▶ [Data to process]
-- START --

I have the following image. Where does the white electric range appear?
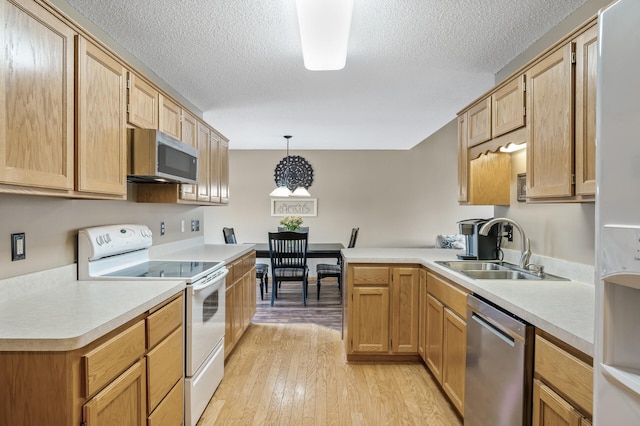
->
[78,224,229,425]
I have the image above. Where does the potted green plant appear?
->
[280,216,302,231]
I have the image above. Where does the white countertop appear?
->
[342,248,595,356]
[0,243,253,351]
[0,272,185,351]
[152,244,255,263]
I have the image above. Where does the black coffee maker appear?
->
[458,219,500,260]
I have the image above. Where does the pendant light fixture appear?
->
[296,0,353,71]
[269,135,311,197]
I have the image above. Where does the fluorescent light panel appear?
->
[296,0,353,71]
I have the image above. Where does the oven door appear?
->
[185,268,229,377]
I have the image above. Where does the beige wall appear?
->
[495,151,595,265]
[0,185,204,279]
[496,0,612,84]
[204,121,492,247]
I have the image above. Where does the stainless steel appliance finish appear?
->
[464,295,534,426]
[127,129,198,184]
[436,260,568,281]
[78,225,229,425]
[458,219,499,260]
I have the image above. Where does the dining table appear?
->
[255,243,344,263]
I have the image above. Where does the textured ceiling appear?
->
[67,0,586,151]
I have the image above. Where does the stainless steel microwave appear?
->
[127,129,198,184]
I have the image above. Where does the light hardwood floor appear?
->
[198,324,462,426]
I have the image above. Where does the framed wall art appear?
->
[271,198,318,216]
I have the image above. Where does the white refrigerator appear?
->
[594,0,640,426]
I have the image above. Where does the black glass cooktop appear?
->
[105,260,221,278]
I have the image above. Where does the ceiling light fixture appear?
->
[296,0,353,71]
[269,135,311,197]
[500,142,527,153]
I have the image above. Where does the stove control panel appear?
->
[78,224,153,262]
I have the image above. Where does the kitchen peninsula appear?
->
[342,248,594,424]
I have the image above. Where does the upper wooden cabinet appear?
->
[76,36,127,197]
[527,42,574,198]
[575,25,598,196]
[458,113,469,204]
[219,138,229,204]
[197,122,211,202]
[527,25,598,202]
[158,93,182,140]
[491,75,526,138]
[127,71,159,129]
[0,0,76,190]
[467,97,491,147]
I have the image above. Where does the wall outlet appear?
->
[11,232,27,261]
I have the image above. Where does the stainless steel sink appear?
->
[462,270,542,280]
[436,260,510,271]
[436,260,568,281]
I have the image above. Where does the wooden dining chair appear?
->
[316,228,360,300]
[222,228,269,300]
[269,231,309,306]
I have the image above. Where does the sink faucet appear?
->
[479,217,531,269]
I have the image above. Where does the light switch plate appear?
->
[11,232,27,261]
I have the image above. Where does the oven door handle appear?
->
[192,268,229,293]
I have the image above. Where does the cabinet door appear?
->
[209,131,228,204]
[233,277,244,342]
[425,294,444,383]
[83,360,147,426]
[242,272,256,330]
[127,71,158,129]
[224,286,235,358]
[180,109,202,201]
[467,97,491,147]
[418,269,427,361]
[391,268,420,354]
[491,75,525,138]
[76,36,127,195]
[527,43,574,198]
[458,113,469,204]
[349,286,389,352]
[442,308,467,415]
[220,139,229,204]
[0,1,75,190]
[533,379,582,426]
[197,122,211,203]
[158,93,182,140]
[575,25,598,195]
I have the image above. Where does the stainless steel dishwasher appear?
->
[464,294,534,426]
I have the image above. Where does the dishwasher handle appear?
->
[471,312,516,347]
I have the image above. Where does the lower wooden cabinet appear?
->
[533,379,591,426]
[533,335,593,426]
[224,251,257,358]
[0,293,184,426]
[82,359,147,426]
[344,264,420,361]
[420,272,468,414]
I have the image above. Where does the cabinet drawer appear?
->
[351,266,391,285]
[82,320,145,397]
[242,252,256,274]
[427,272,469,319]
[535,336,593,416]
[147,380,184,426]
[147,327,183,412]
[147,296,183,349]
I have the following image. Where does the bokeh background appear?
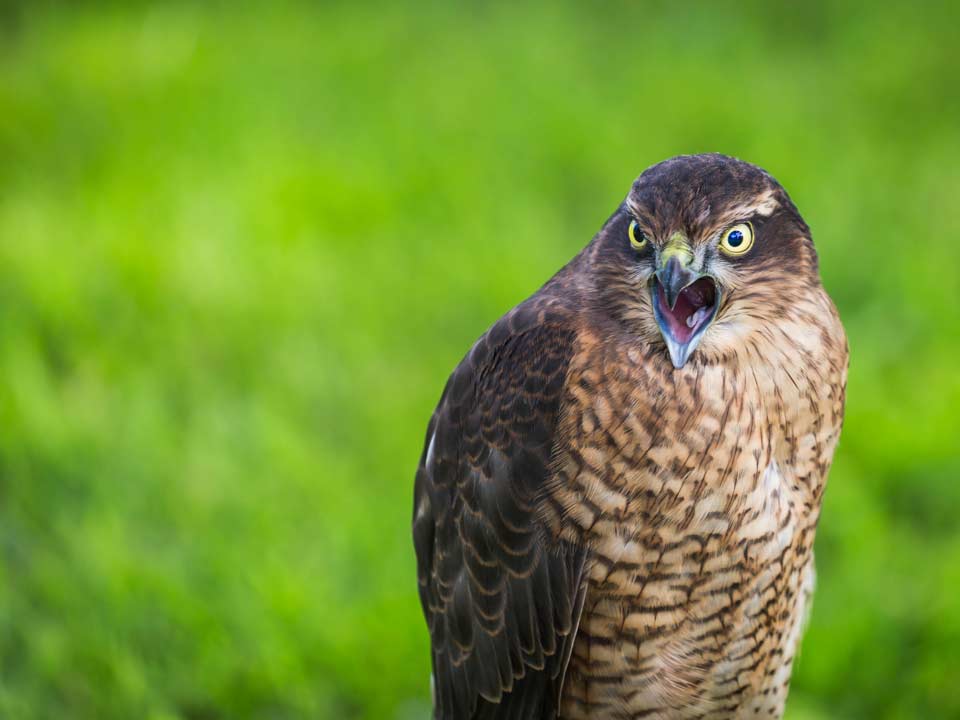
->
[0,0,960,720]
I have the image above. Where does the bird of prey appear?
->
[413,154,848,720]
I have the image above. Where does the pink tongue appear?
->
[657,278,712,343]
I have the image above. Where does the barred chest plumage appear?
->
[543,320,843,718]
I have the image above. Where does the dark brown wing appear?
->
[413,300,585,720]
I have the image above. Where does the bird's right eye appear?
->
[629,220,647,250]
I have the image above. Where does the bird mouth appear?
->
[651,275,720,368]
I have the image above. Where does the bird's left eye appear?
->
[720,223,753,255]
[630,220,647,250]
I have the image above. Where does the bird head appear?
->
[590,154,820,368]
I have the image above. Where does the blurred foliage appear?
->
[0,2,960,720]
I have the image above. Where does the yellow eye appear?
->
[630,220,647,250]
[720,223,753,255]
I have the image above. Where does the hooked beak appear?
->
[651,248,720,368]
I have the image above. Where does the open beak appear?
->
[651,252,720,368]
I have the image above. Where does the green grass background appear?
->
[0,2,960,720]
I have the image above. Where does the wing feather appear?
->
[413,300,586,720]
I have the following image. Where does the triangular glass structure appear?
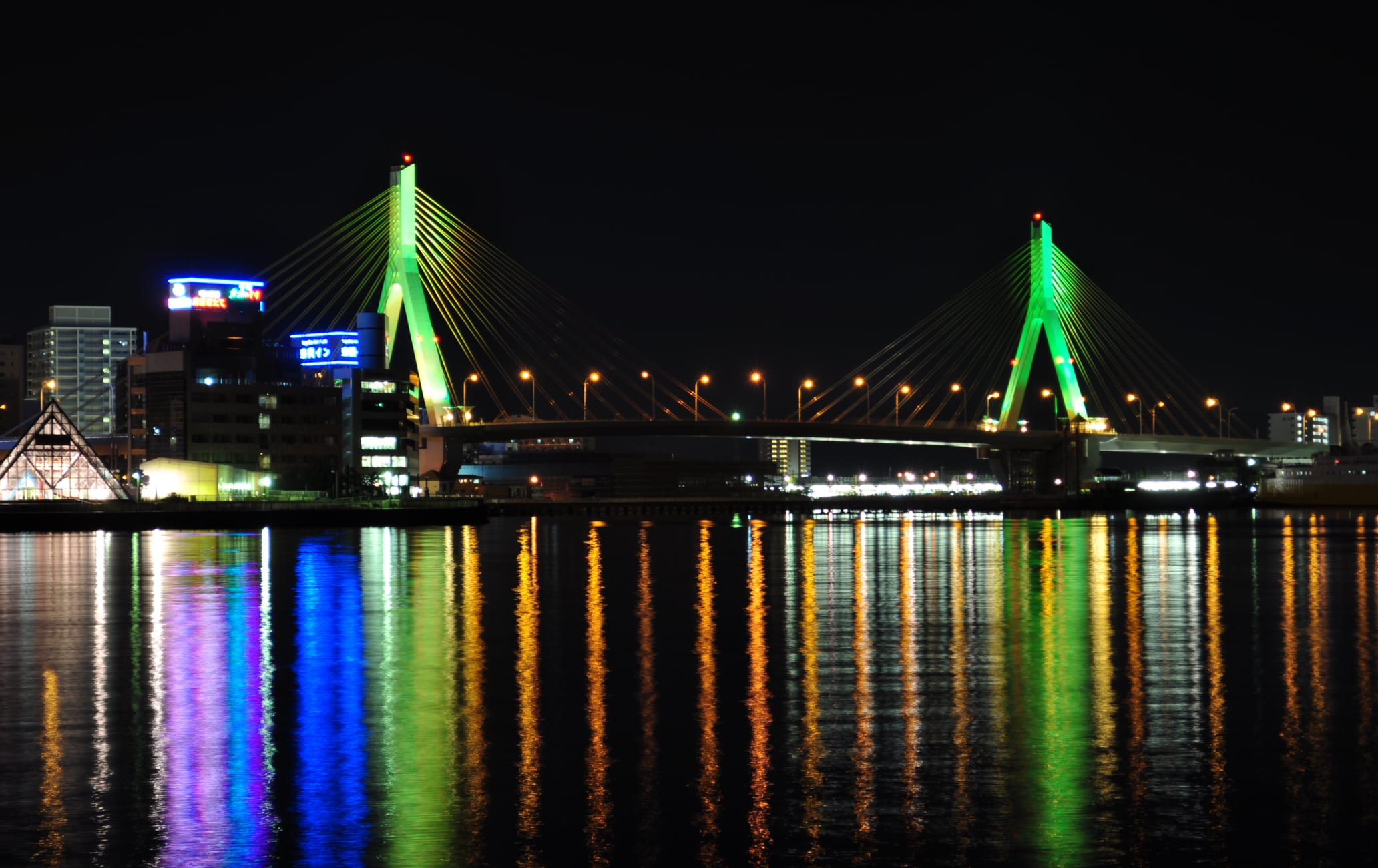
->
[0,399,130,500]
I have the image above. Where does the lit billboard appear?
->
[168,277,263,312]
[291,332,359,368]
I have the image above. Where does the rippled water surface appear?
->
[0,513,1378,865]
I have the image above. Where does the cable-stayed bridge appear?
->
[262,158,1313,487]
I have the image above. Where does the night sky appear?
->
[0,14,1378,425]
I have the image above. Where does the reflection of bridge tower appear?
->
[378,162,451,425]
[1000,214,1086,431]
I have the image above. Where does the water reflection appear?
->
[694,521,722,865]
[584,521,612,865]
[8,513,1378,865]
[295,537,371,865]
[637,522,660,864]
[35,670,67,865]
[852,521,875,861]
[445,526,488,863]
[517,518,541,865]
[799,521,823,863]
[747,521,772,865]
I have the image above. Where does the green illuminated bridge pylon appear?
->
[378,164,451,423]
[999,216,1087,431]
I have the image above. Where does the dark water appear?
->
[0,513,1378,865]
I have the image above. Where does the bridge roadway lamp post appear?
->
[1206,398,1225,437]
[1124,391,1144,435]
[852,376,871,425]
[521,371,536,421]
[584,371,600,421]
[751,371,770,419]
[1039,389,1062,431]
[460,373,478,421]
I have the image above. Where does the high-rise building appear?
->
[760,438,812,481]
[25,304,138,435]
[0,341,23,434]
[1268,409,1335,447]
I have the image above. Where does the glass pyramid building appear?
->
[0,399,130,500]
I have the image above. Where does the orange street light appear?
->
[584,371,601,421]
[521,371,536,421]
[641,371,656,421]
[852,376,871,425]
[1039,389,1060,431]
[751,371,770,419]
[693,373,708,421]
[1124,391,1144,434]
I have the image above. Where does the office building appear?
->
[0,342,25,434]
[760,438,812,482]
[25,304,138,437]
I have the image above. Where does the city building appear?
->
[760,438,813,481]
[117,277,342,491]
[25,304,138,435]
[335,368,421,495]
[0,342,25,434]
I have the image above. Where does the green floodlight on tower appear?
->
[378,154,451,425]
[1000,214,1086,431]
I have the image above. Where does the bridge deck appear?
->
[425,419,1316,459]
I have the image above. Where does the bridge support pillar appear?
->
[987,426,1101,497]
[378,164,451,425]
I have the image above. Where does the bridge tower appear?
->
[1000,214,1086,431]
[378,157,451,425]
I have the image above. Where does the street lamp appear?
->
[459,373,478,408]
[641,371,656,421]
[795,381,813,421]
[521,371,536,421]
[1039,389,1061,431]
[1206,398,1225,437]
[584,371,601,421]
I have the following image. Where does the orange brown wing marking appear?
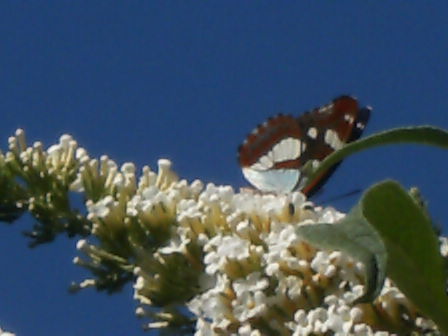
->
[238,115,302,167]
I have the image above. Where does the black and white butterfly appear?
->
[238,96,371,197]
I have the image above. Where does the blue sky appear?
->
[0,0,448,336]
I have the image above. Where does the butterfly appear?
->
[238,95,371,197]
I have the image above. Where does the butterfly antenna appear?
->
[323,188,362,203]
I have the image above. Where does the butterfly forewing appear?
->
[239,96,370,196]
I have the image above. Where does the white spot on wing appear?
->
[257,155,274,169]
[307,127,317,139]
[344,114,355,124]
[325,129,344,149]
[243,166,300,192]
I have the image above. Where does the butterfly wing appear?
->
[238,114,304,192]
[238,96,370,197]
[298,96,371,197]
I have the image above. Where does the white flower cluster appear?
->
[0,130,440,336]
[76,154,435,336]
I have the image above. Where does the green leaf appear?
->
[308,126,448,190]
[297,206,387,303]
[362,181,448,334]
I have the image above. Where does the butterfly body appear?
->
[238,96,371,197]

-- END --

▶ [Short problem] Give the rows from the line containing "I have the image above. Where does the reflection" through the line containing "[999,216,1087,431]", both included, as a numbered list with blank lines left out.

▶ [Solution for this exercise]
1. I have the image above. Where does the reflection of bridge tower appear?
2. ->
3. [378,162,451,425]
4. [1000,214,1086,431]
5. I have the image above. Where does the water reflection appear?
6. ->
7. [694,521,722,865]
8. [584,521,612,865]
9. [8,513,1378,865]
10. [295,537,371,865]
11. [637,522,660,864]
12. [35,670,67,865]
13. [852,521,875,861]
14. [445,526,488,863]
15. [517,518,541,865]
16. [799,521,823,863]
17. [747,521,772,865]
18. I have the image above. Where does the green illuminated bridge pylon appear?
19. ->
20. [378,164,451,423]
21. [999,216,1087,431]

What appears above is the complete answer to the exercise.